EXCERPT PROVIDED |

SUPREME COURT OF THE STATE OF NEW YORK Appellate Division, Fourth Judicial Department


December 23, 2011

THE PEOPLE OF THE STATE OF NEW YORK,
RESPONDENT,
v.
TRENTON L. IVERSON,
DEFENDANT-APPELLANT.

Appeal from an order of the Monroe County Court (Frank P. Geraci, Jr., J.), entered January 29, 2010.

People v Iverson

Decided on December 23, 2011

Appellate Division, Fourth Department

Published by New York State Law Reporting Bureau pursuant to Judiciary Law § 431.

This opinion is uncorrected and subject to revision before publication in the Official Reports.

PRESENT: SMITH, J.P., FAHEY, CARNI, SCONIERS, AND GORSKI, JJ.

The order determined that defendant is a level three risk pursuant to the Sex Offender Registration Act.

It is hereby ORDERED that the order so appealed from is unanimously affirmed without costs.

Memorandum: Defendant appeals from an order determining that he is a level three risk pursuant to the Sex Offender Registration Act ([SORA] Correction Law § 168 et seq.). Defendant was previously classified a level one risk pursuant to SORA, and he contends that the People were required to file a petition seeking modification of his risk level pursuant to Correction Law § 168-o (3). Defendant failed to preserve that contention for our review (see generally People v Windham, 10 NY3d 801; People v Charache, 9 NY3d 829, 830; People v Daniels, 86 AD3d 921, 922, lv denied 17 NY3d 715) and, in any event, that contention is without merit. Correction Law § 168-o (3) does not require the filing of a petition to modify the classification of a sex offender convicted of a new qualifying sex offense (see § 168-a [2] [a]).

SET OF TASKS |
A - Print the part of the Iverson decision that opens with the words containing "Appellate Division, Fourth Department" and closes with "affirmed without costs.".
B - In the Iverson decision, what SORA risk level had the defendant been classified at before this order?
C - Resume the Iverson decision after its last sentence.
The lines aren't needed for any of this.

DATASET EXTRACT |
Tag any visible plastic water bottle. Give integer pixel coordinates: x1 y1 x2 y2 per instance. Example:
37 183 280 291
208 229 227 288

THE RESPONSES |
A -
Appellate Division, Fourth Department

Published by New York State Law Reporting Bureau pursuant to Judiciary Law § 431.

This opinion is uncorrected and subject to revision before publication in the Official Reports.

PRESENT: SMITH, J.P., FAHEY, CARNI, SCONIERS, AND GORSKI, JJ.

The order determined that defendant is a level three risk pursuant to the Sex Offender Registration Act.

It is hereby ORDERED that the order so appealed from is unanimously affirmed without costs.

B - Level one.

C -
Defendant was assessed 115 points based upon the factors set forth in the risk assessment instrument (RAI), presumptively classifying him as a level three risk (see generally Correction Law § 168-l [5], [6]). Contrary to the contention of defendant, his prior felony conviction for a sex offense, i.e., rape in the third degree (Penal Law § 130.25 [2]), " may be used as both an override factor and a basis upon which to add 30 points for risk factor 9 on the [RAI]' " (People v Gilbert, 78 AD3d 1584, 1585, lv denied 16 NY3d 704; see Sex Offender Registration Act: Risk Assessment Guidelines and Commentary, at 13-14 [2006]). We further conclude that County Court's alternative application of the presumptive override for a prior sex felony conviction to classify defendant a level three risk was warranted (see Risk Assessment Guidelines and Commentary, at 3-4; People v Ratcliff, 53 AD3d 1110, lv denied 11 NY3d 708).

Defendant failed to preserve for our review his contention that he was entitled to a downward departure from his presumptive risk level on the ground that both the present and prior sex offenses were nonviolent (see Gilbert, 78 AD3d at 1585-1586; Ratcliff, 53 AD3d 1110). In any event, "defendant's multiple convictions of sexual crimes constitute compelling evidence that [he] poses a serious risk to public safety' . . ., and thus a downward departure from the presumptive risk level is not warranted" (Gilbert, 78 AD3d at 1586).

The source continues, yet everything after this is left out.